● Brano:
────────────────

Salute

Nessuna nuova variante di SARS-CoV-2 nella recente esplosione di covid in Cina

Uno studio sul Lancet chiarisce che l'impennata di contagi da covid in Cina a dicembre 2022 è stata guidata da due note sottovarianti di Omicron.

Una ricerca pubblicata sulla prestigiosa rivista medico-scientifica The Lancet è destinata a placare le preoccupazioni circa nuove possibili varianti di coronavirus emerse dalla recente esplosione di casi di covid in Cina. In base allo studio di sorveglianza genomica, la maggior parte dei contagi registrata nel Paese dopo la fine della strategia zero-covid sarebbe infatti riconducibile a ceppi già noti di Omicron.

Quando tutto è cambiato. Da dicembre 2019 gli scienziati dell'Istituto di Microbiologia dell'Accademia Cinese delle Scienze analizzano e sequenziano campioni selezionati a caso di tamponi per CoViD-19, originari dalla Cina o di pazienti provenienti da fuori. Fino all'inverno 2022 non avevano trovato tracce di una trasmissione persistente a Pechino, per effetto delle rigide misure anti-covid in vigore nel Paese dall'inizio della pandemia.

Quelle stesse regole, però, si sono rivelate un boomerang una volta rimosse: il grosso allentamento delle restrizioni tra novembre e dicembre scorsi ha provocato una valanga di contagi e alimentato i timori sulla possibile comparsa di nuove varianti, con il virus lasciato correre tra milioni di organismi ancora sprovvisti di difese.

Due vecchie conoscenze. Nel nuovo studio sono stati analizzati, tra gli altri, 413 campioni di infezioni contratte nel periodo in cui in Cina erano saltate le restrizioni e i casi crescevano esponenzialmente, tra il 14 novembre e il 20 dicembre 2022. Le analisi hanno confermato che tutti i casi erano riconducibili a varianti di coronavirus note, e che più del 90% dipendeva dalle due sottovarianti di Omicron BA.5.2 and BF.7, dominanti a Pechino in tutto il 2022.

────────────────

Dati di puntamento per espressioni referenziali:
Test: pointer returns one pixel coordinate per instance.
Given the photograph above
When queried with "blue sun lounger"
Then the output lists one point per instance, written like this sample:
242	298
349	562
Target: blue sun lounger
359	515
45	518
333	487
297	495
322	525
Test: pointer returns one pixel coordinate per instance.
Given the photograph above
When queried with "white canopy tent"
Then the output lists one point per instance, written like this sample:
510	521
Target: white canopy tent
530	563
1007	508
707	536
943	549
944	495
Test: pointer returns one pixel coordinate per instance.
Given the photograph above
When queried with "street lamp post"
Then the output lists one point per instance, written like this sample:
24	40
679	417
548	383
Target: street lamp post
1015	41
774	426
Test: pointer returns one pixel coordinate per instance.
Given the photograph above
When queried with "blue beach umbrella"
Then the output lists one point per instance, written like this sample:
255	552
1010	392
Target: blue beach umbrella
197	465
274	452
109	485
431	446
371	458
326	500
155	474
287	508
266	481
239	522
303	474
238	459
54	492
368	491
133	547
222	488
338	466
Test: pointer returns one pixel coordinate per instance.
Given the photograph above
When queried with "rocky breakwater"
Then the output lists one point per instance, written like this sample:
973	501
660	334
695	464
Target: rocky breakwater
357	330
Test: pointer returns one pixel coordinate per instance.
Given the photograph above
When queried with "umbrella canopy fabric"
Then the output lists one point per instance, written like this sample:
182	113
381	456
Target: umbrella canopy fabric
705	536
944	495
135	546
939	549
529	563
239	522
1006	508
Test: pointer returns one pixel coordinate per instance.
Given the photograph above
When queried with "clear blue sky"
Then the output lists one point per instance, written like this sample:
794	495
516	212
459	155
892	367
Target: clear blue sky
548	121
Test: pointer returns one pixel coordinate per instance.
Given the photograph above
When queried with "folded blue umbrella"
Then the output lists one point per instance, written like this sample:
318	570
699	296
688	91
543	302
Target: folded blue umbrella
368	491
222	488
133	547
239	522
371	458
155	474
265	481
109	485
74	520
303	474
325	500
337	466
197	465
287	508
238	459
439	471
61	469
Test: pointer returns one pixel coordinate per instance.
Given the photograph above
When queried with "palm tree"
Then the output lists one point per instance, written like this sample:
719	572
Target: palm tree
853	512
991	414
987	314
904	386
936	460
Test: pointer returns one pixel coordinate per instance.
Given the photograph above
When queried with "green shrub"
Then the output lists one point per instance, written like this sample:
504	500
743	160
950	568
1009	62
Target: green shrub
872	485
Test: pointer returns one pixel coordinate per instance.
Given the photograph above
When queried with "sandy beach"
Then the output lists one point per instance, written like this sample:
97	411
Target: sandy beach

────────────────

● Consegna 1: Nel brano sul covid in Cina, quanti campioni di infezioni contratte tra il 14 novembre e il 20 dicembre 2022 sono stati analizzati nel nuovo studio?
● Consegna 2: Continua il brano sul covid in Cina, riprendendo subito dopo la sua ultima frase.

● Risultato 1: 413 campioni.

● Risultato 2:
In particolare nel momento in cui lo studio ha "fotografato" la diffusione delle due varianti virali, era associato a BF.7 (ceppo dominante) il 75,7% delle infezioni locali, e a BA5.2 il 16,3% dei casi. I casi importati (63 in totale) includevano anche varianti diverse e meno diffuse in Cina.

Nessun nuovo incontro. Sarebbe stata quindi l'azione combinata di questi due sottorami di Omicron a causare la recente ondata di casi in Cina. Benché il sequenziamento genomico abbia coinvolto soltanto popolazione testata a Pechino, secondo gli autori della ricerca si tratta comunque di un campione rappresentativo anche del resto del Paese, per densità e caratteristiche degli abitanti della città e per la circolazione, nella megalopoli, di versioni di coronavirus altamente contagiose.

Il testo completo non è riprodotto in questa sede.